* _AIM OF THE EXERCISE_:
Each record that follows should be repeated exactly, with no pictures carried over.

Image point grounding data
***

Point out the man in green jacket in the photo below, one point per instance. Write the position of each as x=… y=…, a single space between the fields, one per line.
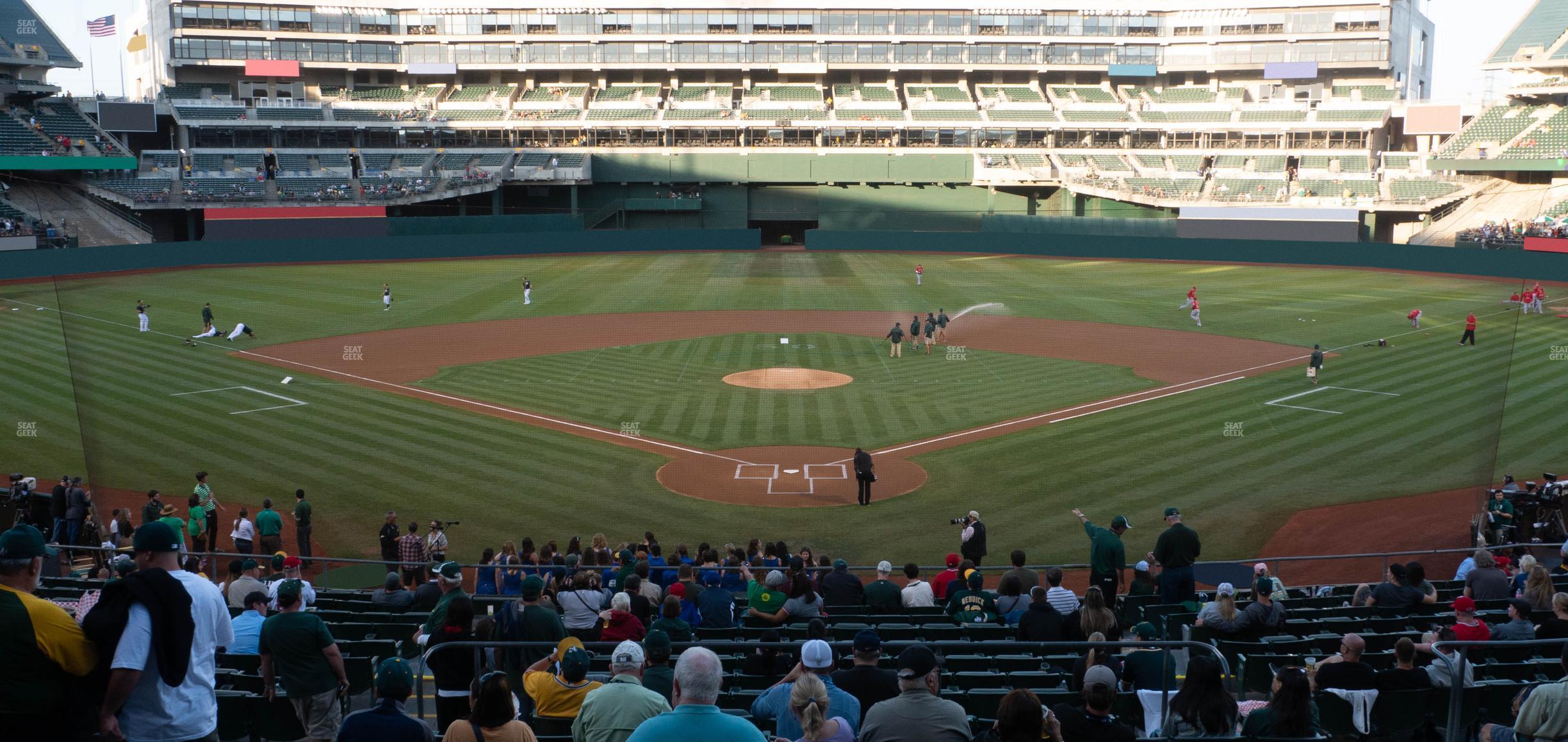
x=1107 y=557
x=270 y=526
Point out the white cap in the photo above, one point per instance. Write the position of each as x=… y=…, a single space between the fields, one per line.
x=816 y=655
x=628 y=653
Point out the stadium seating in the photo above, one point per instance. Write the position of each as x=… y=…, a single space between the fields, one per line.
x=1070 y=115
x=211 y=112
x=480 y=93
x=1010 y=93
x=863 y=93
x=1368 y=92
x=1496 y=124
x=1374 y=115
x=1339 y=187
x=1275 y=115
x=288 y=113
x=1419 y=189
x=1546 y=140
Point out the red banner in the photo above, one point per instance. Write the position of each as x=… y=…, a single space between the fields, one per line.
x=1546 y=243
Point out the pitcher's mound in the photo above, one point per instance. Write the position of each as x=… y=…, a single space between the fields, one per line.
x=788 y=379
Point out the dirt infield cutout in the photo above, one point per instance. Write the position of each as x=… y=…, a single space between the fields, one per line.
x=788 y=379
x=780 y=476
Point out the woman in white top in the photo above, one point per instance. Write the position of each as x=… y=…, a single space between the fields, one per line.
x=243 y=532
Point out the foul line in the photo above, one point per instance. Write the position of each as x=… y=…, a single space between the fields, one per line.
x=414 y=390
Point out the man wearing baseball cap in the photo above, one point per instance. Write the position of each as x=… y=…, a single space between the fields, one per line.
x=943 y=578
x=918 y=713
x=883 y=595
x=1177 y=551
x=560 y=694
x=816 y=658
x=866 y=681
x=292 y=573
x=1093 y=722
x=615 y=709
x=386 y=720
x=162 y=680
x=297 y=647
x=1107 y=557
x=41 y=643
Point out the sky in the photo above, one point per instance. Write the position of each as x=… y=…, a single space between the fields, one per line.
x=1464 y=40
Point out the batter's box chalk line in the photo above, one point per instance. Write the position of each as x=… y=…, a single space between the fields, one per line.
x=292 y=402
x=1321 y=390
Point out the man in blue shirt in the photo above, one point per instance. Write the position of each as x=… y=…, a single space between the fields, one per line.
x=386 y=720
x=249 y=625
x=816 y=658
x=697 y=718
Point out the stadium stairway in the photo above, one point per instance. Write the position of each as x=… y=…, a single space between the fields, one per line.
x=93 y=223
x=1498 y=200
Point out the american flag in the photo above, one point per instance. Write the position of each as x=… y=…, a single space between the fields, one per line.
x=101 y=27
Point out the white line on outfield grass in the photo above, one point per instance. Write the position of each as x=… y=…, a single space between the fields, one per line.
x=414 y=390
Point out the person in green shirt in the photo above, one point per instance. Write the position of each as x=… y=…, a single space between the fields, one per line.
x=670 y=620
x=883 y=595
x=298 y=647
x=303 y=524
x=1107 y=557
x=972 y=604
x=765 y=600
x=268 y=527
x=1499 y=515
x=450 y=581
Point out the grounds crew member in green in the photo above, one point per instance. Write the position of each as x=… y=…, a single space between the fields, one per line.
x=41 y=643
x=300 y=650
x=450 y=581
x=896 y=336
x=270 y=527
x=1177 y=551
x=1107 y=556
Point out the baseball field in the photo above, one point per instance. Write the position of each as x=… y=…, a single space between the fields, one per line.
x=604 y=405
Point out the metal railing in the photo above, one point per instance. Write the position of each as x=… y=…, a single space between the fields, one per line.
x=1457 y=673
x=845 y=647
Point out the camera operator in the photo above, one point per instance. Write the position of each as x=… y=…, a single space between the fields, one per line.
x=435 y=545
x=972 y=537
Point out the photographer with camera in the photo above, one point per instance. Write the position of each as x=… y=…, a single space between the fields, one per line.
x=972 y=537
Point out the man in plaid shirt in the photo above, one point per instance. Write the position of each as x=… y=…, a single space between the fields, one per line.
x=411 y=551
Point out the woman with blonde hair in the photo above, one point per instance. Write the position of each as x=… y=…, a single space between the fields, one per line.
x=1539 y=589
x=808 y=700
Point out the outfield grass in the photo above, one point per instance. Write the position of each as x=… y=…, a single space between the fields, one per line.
x=101 y=394
x=674 y=391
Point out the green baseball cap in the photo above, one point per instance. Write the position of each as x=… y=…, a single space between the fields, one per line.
x=288 y=590
x=394 y=677
x=156 y=537
x=24 y=541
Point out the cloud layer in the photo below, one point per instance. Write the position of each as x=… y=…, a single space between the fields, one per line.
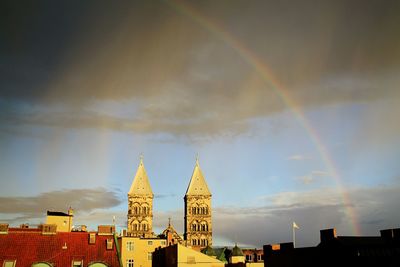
x=22 y=209
x=176 y=77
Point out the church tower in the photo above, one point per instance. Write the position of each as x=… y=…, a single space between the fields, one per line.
x=140 y=205
x=198 y=229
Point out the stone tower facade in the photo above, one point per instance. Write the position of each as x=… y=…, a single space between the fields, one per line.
x=140 y=205
x=197 y=225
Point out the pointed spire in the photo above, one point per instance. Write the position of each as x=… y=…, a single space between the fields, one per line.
x=197 y=184
x=141 y=184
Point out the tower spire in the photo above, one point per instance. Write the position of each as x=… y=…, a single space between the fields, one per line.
x=140 y=204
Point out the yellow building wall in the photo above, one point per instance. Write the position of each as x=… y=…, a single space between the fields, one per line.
x=188 y=257
x=140 y=251
x=255 y=264
x=64 y=223
x=237 y=259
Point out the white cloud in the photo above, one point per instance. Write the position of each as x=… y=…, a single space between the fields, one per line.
x=298 y=157
x=314 y=176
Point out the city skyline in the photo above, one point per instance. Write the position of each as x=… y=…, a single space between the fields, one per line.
x=292 y=109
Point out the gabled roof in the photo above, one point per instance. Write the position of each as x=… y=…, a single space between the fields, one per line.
x=57 y=213
x=141 y=184
x=197 y=184
x=28 y=246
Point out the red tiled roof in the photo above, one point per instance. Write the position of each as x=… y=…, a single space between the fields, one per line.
x=28 y=246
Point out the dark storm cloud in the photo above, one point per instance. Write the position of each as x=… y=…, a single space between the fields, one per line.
x=312 y=211
x=82 y=200
x=183 y=77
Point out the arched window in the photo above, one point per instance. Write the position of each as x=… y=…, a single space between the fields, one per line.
x=97 y=264
x=42 y=264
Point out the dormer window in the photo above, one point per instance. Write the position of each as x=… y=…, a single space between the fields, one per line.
x=76 y=263
x=9 y=263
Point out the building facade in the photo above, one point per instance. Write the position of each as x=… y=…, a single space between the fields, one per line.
x=140 y=205
x=136 y=251
x=197 y=220
x=64 y=221
x=46 y=247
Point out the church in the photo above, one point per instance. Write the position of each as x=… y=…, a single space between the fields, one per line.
x=197 y=209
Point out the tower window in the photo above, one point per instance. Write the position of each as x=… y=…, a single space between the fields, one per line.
x=129 y=246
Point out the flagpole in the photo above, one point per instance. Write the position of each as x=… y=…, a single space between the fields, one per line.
x=294 y=236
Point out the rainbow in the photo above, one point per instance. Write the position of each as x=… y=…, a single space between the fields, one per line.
x=265 y=72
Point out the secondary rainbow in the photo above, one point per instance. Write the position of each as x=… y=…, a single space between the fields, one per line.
x=268 y=77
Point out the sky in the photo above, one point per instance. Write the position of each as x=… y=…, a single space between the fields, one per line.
x=291 y=106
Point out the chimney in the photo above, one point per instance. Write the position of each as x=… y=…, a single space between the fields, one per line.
x=327 y=235
x=396 y=235
x=70 y=212
x=3 y=228
x=92 y=238
x=48 y=229
x=286 y=246
x=106 y=229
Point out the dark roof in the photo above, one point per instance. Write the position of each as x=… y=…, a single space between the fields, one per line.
x=361 y=240
x=28 y=246
x=209 y=251
x=57 y=213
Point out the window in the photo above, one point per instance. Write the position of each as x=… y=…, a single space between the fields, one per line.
x=129 y=246
x=191 y=260
x=92 y=238
x=41 y=264
x=77 y=263
x=109 y=244
x=97 y=264
x=9 y=263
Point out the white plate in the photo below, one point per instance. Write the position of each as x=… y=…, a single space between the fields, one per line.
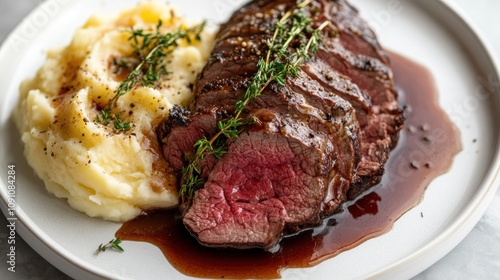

***

* _TASK RESULT_:
Point out the man in green jacket in the photo below, one point per instance. Write the position of each as x=… y=…, a single space between the fields, one per line.
x=1107 y=557
x=270 y=526
Point out the white cap in the photo above, one point per instance. Write the position of each as x=… y=…, a single space between the fields, one per line.
x=816 y=655
x=628 y=653
Point out the stadium seating in the photo above, one point per instance. Write the position of each as x=… y=…, a single space between the fields, one per line.
x=1070 y=115
x=211 y=112
x=480 y=93
x=1010 y=93
x=863 y=93
x=1368 y=92
x=1496 y=124
x=1374 y=115
x=1339 y=187
x=1275 y=115
x=288 y=113
x=1419 y=189
x=1546 y=140
Point out the red banner in the photo above, one point per instance. Write the position of each as x=… y=…, a single space between the fields, one per line.
x=1546 y=243
Point out the pitcher's mound in the photo above, one point per instance. Write the position of each as x=… y=…, a single space between the fields, one per line.
x=788 y=379
Point out the dirt infield cutout in the photo above, one point per instance. Write the position of each as x=… y=…, a single space between the fields, one per line.
x=788 y=379
x=780 y=476
Point out the woman in white top in the photo above, one point per instance. Write the position of each as x=… y=…, a single space between the fields, one per line.
x=243 y=532
Point out the foul line in the photo above, one point per instance. Write the position of each as x=… y=…, a single space between the fields, one per line.
x=414 y=390
Point out the man wearing baseball cap in the photo above, one point per instance. Write the position of each as x=… y=…, a single space between the fields, one per line.
x=943 y=578
x=918 y=713
x=883 y=595
x=1177 y=551
x=560 y=694
x=816 y=658
x=866 y=681
x=292 y=573
x=1093 y=722
x=615 y=709
x=386 y=720
x=162 y=680
x=297 y=647
x=1107 y=557
x=41 y=643
Point out the sky in the photo above, one point per instance. Write the position of each as x=… y=…, a single space between the fields, one per line.
x=1464 y=40
Point out the batter's box chalk line in the photo above, one point per instance. Write the position of each as x=… y=…, a single space between the fields, one per line.
x=292 y=402
x=1321 y=390
Point out the man in blue shirt in the photo above, one point per instance. Write the position of each as x=… y=…, a single space between the fields, one per line.
x=386 y=720
x=249 y=625
x=816 y=658
x=697 y=718
Point out the stadium stairway in the photo above, one point per instance. Write the position of each as x=… y=…, a single space between the fields, one per line.
x=93 y=223
x=1498 y=200
Point out the american flag in the photo above, one point per instance. Write the position of each as x=… y=…, a single space between the fields, one per line.
x=101 y=27
Point out the white line on outfield grass in the photo above, one point per instance. Write the position of each as x=… y=…, a single space between the fields, one per line.
x=414 y=390
Point out the person in green shirt in the photo above, one point per instance. Write the position of each as x=… y=…, a single space between the fields, one per line.
x=670 y=620
x=883 y=595
x=298 y=647
x=303 y=524
x=1107 y=557
x=972 y=604
x=765 y=600
x=268 y=527
x=1499 y=515
x=450 y=581
Point out the grounds crew member in green in the photo above, one point per instance. Write the position of each as x=… y=…, a single space between the fields, one per line.
x=41 y=643
x=300 y=650
x=450 y=581
x=896 y=336
x=270 y=527
x=1177 y=551
x=1107 y=556
Point out the baseball field in the photo above, one point per instance. Write the position of each as x=… y=…, a single space between the fields, one per line.
x=604 y=405
Point out the metal railing in the photo above, one point per instance. Write the position of each as x=… y=…, a single space between the fields, one per line.
x=1457 y=673
x=845 y=647
Point out the camera operator in the photo above, one point per instance. Write the position of each as x=… y=…, a single space between the fields, one per line.
x=435 y=545
x=972 y=537
Point out the photographer with camera in the photo above, one point per instance. Write the position of each as x=… y=…, a single space between the fields, one per line.
x=972 y=537
Point out the man in plaid shirt in the photo above, one point per instance. Write the position of each as x=… y=…, a single space between the fields, one per line.
x=411 y=551
Point out the woman with blonde hair in the photo above, one point per instance. Write the position of each as x=… y=…, a single space between the fields, one per line.
x=1539 y=589
x=808 y=700
Point out the outfield grass in the photo above, one point per instance. Write the position of each as x=… y=…, a single space between the fields, one per line.
x=101 y=394
x=674 y=391
Point out the green baseball cap in the photo above, one point per instance. Write the position of each as x=… y=…, a single space between the fields, one per line.
x=288 y=590
x=394 y=677
x=156 y=537
x=24 y=541
Point out the cloud layer in the photo below, one point per instance. Write the position of each as x=… y=…, a single space between the fields, one per line.
x=22 y=209
x=176 y=77
Point out the church tower in the photo above, one point per instance. Write the position of each as x=… y=…, a single space between the fields, one per line.
x=140 y=205
x=198 y=229
Point out the stone tower facade in the photo above, one point per instance. Write the position of each as x=… y=…, a single space between the fields, one per line.
x=140 y=205
x=197 y=225
Point out the pointed spire in the photo above, one point per instance. Write the position of each as x=… y=…, a single space between the fields, one per line.
x=197 y=184
x=141 y=184
Point out the tower spire in the photo above, one point per instance. Write the position of each as x=… y=…, a single space between the fields, one per line.
x=140 y=204
Point out the yellow building wall in the photo above, one point per instance. Write the position of each as x=… y=…, a single space between the fields, one per line.
x=188 y=257
x=140 y=251
x=255 y=264
x=64 y=223
x=237 y=259
Point out the white cloud in the photo above, one point per instance. Write the position of each as x=… y=…, a single space between the fields, one per line.
x=298 y=157
x=314 y=176
Point out the city skyline in the photo above, one point per instance. Write the position of each as x=… y=…, a single space between the fields, one per line.
x=292 y=109
Point out the gabled roof in the photo above, one point per instance. Write the position of each as x=… y=…, a single space between the fields, one per line.
x=57 y=213
x=141 y=184
x=197 y=184
x=28 y=246
Point out the red tiled roof in the photo above, one point per instance. Write the position of each as x=… y=…, a single space between the fields, one per line.
x=28 y=246
Point out the dark storm cloud in the photo above, one point per instance. Write the position of each as x=… y=…, a single space between the fields, one per line.
x=312 y=211
x=82 y=200
x=183 y=77
Point out the arched window in the photo above, one point per instance. Write the position of each as x=… y=…, a single space between the fields, one per line.
x=97 y=264
x=42 y=264
Point out the dormer window in the photo above, one point per instance. Write the position of each as x=… y=…, a single space between the fields, one per line.
x=76 y=263
x=9 y=263
Point out the building facade in the photo above, one point per instance. Write the position of each as x=… y=…, a single space between the fields, one per line.
x=140 y=205
x=136 y=251
x=197 y=220
x=64 y=221
x=46 y=247
Point out the church in the photo above, one point per instance. Write the position of each as x=… y=…, a single space between the fields, one per line.
x=197 y=209
Point out the tower window in the photo above, one point per instance. Write the position of each as x=… y=…, a single space between the fields, one per line.
x=129 y=246
Point out the flagpole in the photo above, one point per instance. Write the position of each as x=… y=…, a single space between the fields, one per line.
x=294 y=236
Point out the rainbow in the photo above, one point per instance. Write the position of each as x=… y=…, a single space between the fields, one per line.
x=265 y=72
Point out the secondary rainbow in the photo above, one point per instance. Write the position of each as x=… y=…, a single space between the fields, one per line.
x=268 y=77
Point out the sky in the photo above, one point per instance. Write the position of each as x=… y=…, a single space between the fields, one per line.
x=291 y=106
Point out the chimney in the photo above, one point per instance. Write the position of each as x=… y=…, a single space between the fields, one per line.
x=327 y=235
x=396 y=235
x=70 y=212
x=3 y=228
x=92 y=238
x=48 y=229
x=286 y=246
x=106 y=229
Point out the dark roof in the photo above, one point per instance. Write the position of each as x=… y=…, a single space between the fields, one per line.
x=361 y=240
x=28 y=246
x=209 y=251
x=57 y=213
Point out the window in the photo above, one point per instance. Write the position of each as x=… y=…, a single space between the fields, one per line.
x=129 y=246
x=191 y=260
x=92 y=238
x=41 y=264
x=77 y=263
x=109 y=244
x=97 y=264
x=9 y=263
Point out the white plate in the photo below, one point per instance. Write the position of each as x=… y=…, a single space between the fields, one per line.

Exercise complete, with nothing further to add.